Your instructions:
Reproduce every line of the data below without altering a single character.

Material shown:
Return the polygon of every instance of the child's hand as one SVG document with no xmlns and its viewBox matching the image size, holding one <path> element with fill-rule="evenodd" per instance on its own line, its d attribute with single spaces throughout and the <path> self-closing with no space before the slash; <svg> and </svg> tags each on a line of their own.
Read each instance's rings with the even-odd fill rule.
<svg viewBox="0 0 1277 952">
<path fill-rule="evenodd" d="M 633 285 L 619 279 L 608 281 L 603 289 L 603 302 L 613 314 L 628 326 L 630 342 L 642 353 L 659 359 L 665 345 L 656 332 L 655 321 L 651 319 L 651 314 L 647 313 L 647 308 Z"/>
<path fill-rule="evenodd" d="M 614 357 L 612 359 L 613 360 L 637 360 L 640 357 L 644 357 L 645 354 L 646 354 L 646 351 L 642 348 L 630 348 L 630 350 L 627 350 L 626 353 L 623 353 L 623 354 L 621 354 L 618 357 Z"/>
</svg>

Written solution:
Return the polygon of every instance of the child's hand as one SVG document with no xmlns and its viewBox matching the image size, holding one <path> element with fill-rule="evenodd" per instance on its own line, its d attribute with single spaces throughout and the <path> self-closing with no space before the slash; <svg> and </svg> tags each on a line of their own.
Read each instance's rings with the even-odd fill rule.
<svg viewBox="0 0 1277 952">
<path fill-rule="evenodd" d="M 633 285 L 619 279 L 608 281 L 603 289 L 603 302 L 613 314 L 628 326 L 630 342 L 642 353 L 659 359 L 665 345 L 656 332 L 655 321 L 651 319 L 651 314 L 647 313 L 647 308 Z"/>
<path fill-rule="evenodd" d="M 614 357 L 612 359 L 613 360 L 637 360 L 640 357 L 644 357 L 645 354 L 646 354 L 646 351 L 642 348 L 630 348 L 630 350 L 627 350 L 626 353 L 623 353 L 623 354 L 621 354 L 618 357 Z"/>
</svg>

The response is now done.